*WHAT THIS EXERCISE ASKS*:
A - Write out the part of the iPad article below from "Complete Coverage from" up to and including "fooling around online.".
B - Translate this sentence from the iPad article below into Spanish: "It is a book reader, media player, e-mail device, Web browser and gaming device all rolled into one elegant gadget."

*SUPPLIED TEXT*:
Apple's New iPad: Why We Should Care

Admittedly there is a lot of hype around Apple's announcement of the iPad today and admittedly, it is over and above what any one gadget really merits. That said, there is a lot to care about here.

The iPad is Apple's new tablet computing device. It looks like a big fat iPhone and in a lot of ways it is, but it does a lot more than an iPhone or iPod Touch. It is a book reader, media player, e-mail device, Web browser and gaming device all rolled into one elegant gadget. Sure, manufacturers have done this, but they haven't done it all that well yet. Let's face it: How many tablet PCs do you really see in the wild? I have been on the lookout for them and I've seen a total of zero. That's not a lot.

No matter what you think of Apple, you have to admit that they are largely responsible for consumerizing (yes, it's a word) a lot of what we know about personal computing. The mouse, the laptop and the MP3 player all existed before Apple started selling them, but not in a noticeable way. So does this mean we will all use tablet computers in some form or fashion soon? Possibly - but I'm not ready to commit to that prediction. All I can really predict is that people will buy this and manufacturers will copy it.

Complete Coverage from Partner CNET
CNET Blog on the New Apple Offering
Photos: The Apple Announcement

"The question has arisen lately: Is there room for a third category device in the middle? Of course we've pondered this question for years as well," said Steve Jobs in Wednesday's press event. "If there is going to be a third category device, its going to have to be better at these tasks than a laptop or a smartbook. The problem is that a netbook isn't better at anything. They're just cheap laptops."

Those of us who use netbooks can commiserate. A netbook is not a powerhouse. It is just convenient. They are getting better but they hardly suffice as a main computer.

But to be fair, neither will the iPad. But it will be convenient for traveling, home computing, and general fooling around online.

*MATERIAL PROVIDED*:
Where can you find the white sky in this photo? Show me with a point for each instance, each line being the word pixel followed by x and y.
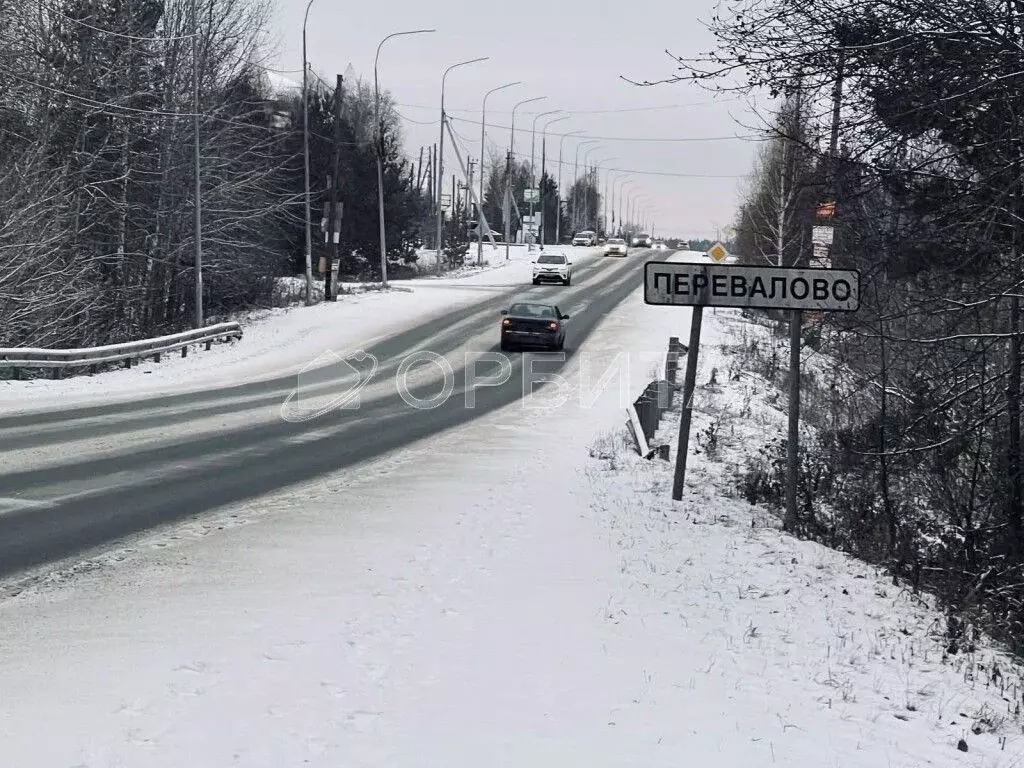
pixel 570 51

*ANSWERS PROVIDED*:
A -
Complete Coverage from Partner CNET
CNET Blog on the New Apple Offering
Photos: The Apple Announcement

"The question has arisen lately: Is there room for a third category device in the middle? Of course we've pondered this question for years as well," said Steve Jobs in Wednesday's press event. "If there is going to be a third category device, its going to have to be better at these tasks than a laptop or a smartbook. The problem is that a netbook isn't better at anything. They're just cheap laptops."

Those of us who use netbooks can commiserate. A netbook is not a powerhouse. It is just convenient. They are getting better but they hardly suffice as a main computer.

But to be fair, neither will the iPad. But it will be convenient for traveling, home computing, and general fooling around online.

B - Es un lector de libros, reproductor multimedia, dispositivo de correo electrónico, navegador web y dispositivo de juegos, todo reunido en un elegante aparato.